* **TO BE DONE**
Write out every line of the records below without changing anything, but leave out the pictures.

* **EXERCISE DATA**

● ● ● ●

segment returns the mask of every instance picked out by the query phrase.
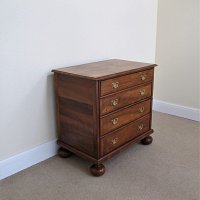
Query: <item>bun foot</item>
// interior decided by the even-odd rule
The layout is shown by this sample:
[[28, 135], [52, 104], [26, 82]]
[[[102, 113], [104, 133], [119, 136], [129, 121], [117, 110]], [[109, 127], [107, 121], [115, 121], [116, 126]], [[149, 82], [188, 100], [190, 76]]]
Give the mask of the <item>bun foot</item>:
[[153, 138], [151, 136], [147, 136], [141, 140], [141, 143], [144, 145], [149, 145], [153, 142]]
[[90, 167], [90, 172], [93, 176], [102, 176], [106, 171], [103, 164], [94, 164]]
[[61, 157], [61, 158], [68, 158], [72, 155], [72, 152], [68, 151], [67, 149], [64, 149], [62, 147], [60, 147], [58, 149], [58, 155]]

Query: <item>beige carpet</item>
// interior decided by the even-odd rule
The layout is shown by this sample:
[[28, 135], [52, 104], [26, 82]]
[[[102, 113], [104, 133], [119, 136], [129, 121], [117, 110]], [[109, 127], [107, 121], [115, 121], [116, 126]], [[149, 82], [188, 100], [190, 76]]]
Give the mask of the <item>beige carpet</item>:
[[91, 163], [53, 157], [0, 181], [0, 200], [199, 200], [199, 124], [153, 115], [154, 142], [135, 144], [92, 177]]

● ● ● ●

* **SOLUTION TO THE EXERCISE**
segment returns the mask of every instance picked out by the query phrase.
Query: <item>bun foot</item>
// interior decided by the even-odd rule
The layout is shown by this sample:
[[28, 135], [52, 104], [26, 82]]
[[[102, 113], [104, 133], [119, 136], [129, 121], [117, 110]], [[109, 127], [107, 121], [115, 121], [116, 126]], [[149, 82], [188, 100], [190, 76]]]
Give the mask of the <item>bun foot</item>:
[[153, 138], [151, 136], [147, 136], [141, 140], [141, 143], [144, 145], [149, 145], [153, 142]]
[[90, 167], [90, 172], [93, 176], [102, 176], [106, 171], [103, 164], [94, 164]]
[[61, 157], [61, 158], [68, 158], [72, 155], [72, 152], [68, 151], [67, 149], [64, 149], [62, 147], [60, 147], [58, 149], [58, 155]]

Query: <item>beige carpet</item>
// interior decided by the even-odd rule
The layout is shown by this sample:
[[28, 135], [52, 104], [26, 82]]
[[[102, 113], [104, 133], [119, 136], [129, 121], [117, 110]], [[109, 127], [107, 121], [115, 121], [116, 126]], [[149, 82], [188, 100], [190, 76]]]
Give the mask of the <item>beige carpet</item>:
[[91, 163], [53, 157], [0, 181], [0, 200], [199, 200], [199, 124], [153, 115], [154, 142], [135, 144], [92, 177]]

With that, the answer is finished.